[Object detection data]
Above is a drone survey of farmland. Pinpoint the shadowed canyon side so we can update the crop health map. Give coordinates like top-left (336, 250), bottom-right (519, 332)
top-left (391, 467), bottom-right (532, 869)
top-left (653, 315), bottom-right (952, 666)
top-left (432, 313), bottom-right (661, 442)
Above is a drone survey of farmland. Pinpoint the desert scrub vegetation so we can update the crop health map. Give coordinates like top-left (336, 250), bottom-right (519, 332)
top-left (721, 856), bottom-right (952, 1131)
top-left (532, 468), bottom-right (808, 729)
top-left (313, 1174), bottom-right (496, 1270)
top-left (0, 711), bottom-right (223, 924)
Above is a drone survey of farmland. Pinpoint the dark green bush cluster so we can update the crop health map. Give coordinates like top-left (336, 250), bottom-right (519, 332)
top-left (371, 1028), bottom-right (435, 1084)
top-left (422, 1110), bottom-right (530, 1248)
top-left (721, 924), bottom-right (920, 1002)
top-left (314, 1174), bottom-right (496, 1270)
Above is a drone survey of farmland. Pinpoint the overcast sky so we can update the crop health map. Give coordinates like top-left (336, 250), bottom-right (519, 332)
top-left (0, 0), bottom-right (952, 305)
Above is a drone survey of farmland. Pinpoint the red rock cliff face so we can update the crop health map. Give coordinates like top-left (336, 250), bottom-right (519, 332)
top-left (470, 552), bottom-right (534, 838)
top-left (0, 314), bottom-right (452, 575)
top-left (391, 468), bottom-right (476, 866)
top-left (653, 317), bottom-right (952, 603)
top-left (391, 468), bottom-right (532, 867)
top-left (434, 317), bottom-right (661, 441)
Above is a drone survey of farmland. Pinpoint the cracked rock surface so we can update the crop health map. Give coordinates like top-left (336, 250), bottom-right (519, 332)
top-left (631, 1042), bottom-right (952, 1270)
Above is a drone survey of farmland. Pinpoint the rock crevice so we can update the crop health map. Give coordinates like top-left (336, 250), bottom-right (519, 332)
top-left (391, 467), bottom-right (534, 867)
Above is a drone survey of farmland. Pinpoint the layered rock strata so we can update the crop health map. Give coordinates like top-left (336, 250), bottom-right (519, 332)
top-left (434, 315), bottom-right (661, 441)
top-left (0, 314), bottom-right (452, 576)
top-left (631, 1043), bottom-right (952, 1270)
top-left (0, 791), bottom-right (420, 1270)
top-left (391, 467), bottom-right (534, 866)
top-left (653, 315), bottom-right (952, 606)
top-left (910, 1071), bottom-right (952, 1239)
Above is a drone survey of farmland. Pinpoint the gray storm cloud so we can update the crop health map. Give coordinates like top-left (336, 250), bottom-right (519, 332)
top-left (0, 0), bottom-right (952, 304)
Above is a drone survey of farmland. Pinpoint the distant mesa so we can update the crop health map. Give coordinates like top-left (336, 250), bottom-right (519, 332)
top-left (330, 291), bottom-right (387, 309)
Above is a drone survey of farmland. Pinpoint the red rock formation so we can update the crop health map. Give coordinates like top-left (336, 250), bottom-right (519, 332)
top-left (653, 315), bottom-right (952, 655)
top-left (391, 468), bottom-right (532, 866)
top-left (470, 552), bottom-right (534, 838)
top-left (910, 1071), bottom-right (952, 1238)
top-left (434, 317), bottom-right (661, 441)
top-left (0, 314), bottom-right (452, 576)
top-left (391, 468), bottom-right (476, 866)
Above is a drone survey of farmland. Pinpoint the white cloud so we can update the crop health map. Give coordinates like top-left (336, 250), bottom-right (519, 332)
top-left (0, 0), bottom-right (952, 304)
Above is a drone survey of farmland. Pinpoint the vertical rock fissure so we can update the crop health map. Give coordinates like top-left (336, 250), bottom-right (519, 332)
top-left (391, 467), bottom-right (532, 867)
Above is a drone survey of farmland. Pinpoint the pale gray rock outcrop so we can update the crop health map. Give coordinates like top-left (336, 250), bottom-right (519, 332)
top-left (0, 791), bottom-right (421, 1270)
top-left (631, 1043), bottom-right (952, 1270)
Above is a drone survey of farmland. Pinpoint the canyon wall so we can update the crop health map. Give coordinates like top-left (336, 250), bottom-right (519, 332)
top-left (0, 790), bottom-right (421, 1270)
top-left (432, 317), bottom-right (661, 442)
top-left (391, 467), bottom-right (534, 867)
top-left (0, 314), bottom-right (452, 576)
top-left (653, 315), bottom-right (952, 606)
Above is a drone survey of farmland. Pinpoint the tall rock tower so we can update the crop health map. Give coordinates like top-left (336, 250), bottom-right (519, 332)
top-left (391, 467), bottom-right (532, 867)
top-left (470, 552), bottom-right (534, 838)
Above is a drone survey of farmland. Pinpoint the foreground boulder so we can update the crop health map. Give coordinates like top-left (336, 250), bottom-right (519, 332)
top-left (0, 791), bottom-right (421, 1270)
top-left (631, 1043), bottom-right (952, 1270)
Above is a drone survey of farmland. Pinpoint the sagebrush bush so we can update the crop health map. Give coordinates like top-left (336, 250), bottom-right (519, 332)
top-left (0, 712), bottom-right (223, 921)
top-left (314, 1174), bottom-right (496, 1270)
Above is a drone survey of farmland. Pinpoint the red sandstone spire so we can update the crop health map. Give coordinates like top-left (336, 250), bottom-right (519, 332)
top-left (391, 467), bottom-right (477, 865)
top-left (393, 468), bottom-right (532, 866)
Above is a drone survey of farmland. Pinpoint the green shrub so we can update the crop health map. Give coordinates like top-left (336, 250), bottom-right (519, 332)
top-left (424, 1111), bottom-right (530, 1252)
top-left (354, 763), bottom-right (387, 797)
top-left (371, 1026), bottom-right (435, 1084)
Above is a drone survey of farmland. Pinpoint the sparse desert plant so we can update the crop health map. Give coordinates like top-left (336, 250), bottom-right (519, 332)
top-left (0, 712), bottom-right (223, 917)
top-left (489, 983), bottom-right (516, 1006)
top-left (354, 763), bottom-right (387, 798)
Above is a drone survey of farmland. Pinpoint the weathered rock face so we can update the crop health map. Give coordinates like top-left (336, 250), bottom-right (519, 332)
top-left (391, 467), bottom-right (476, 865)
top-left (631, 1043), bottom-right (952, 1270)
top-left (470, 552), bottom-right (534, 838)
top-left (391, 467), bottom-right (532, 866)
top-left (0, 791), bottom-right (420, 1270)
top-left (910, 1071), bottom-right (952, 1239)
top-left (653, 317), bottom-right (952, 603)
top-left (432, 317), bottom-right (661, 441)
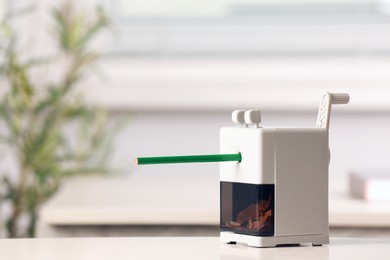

● **What the task requires**
Can you turn the entries into a JSON list of strings, one per line with blank lines omitted, beginning at the line that contains "Above is a drone survey of farmland. Pinpoint the desert" and ending after the line that contains "top-left (0, 711), bottom-right (223, 924)"?

● **The reply**
[
  "Above is a drone survey of farmland. Pinpoint the desert scrub vegetation so we can update the crop health map. Give coordinates like top-left (336, 250), bottom-right (519, 332)",
  "top-left (721, 856), bottom-right (952, 1131)",
  "top-left (532, 468), bottom-right (808, 729)",
  "top-left (313, 1174), bottom-right (496, 1270)",
  "top-left (0, 711), bottom-right (223, 924)"
]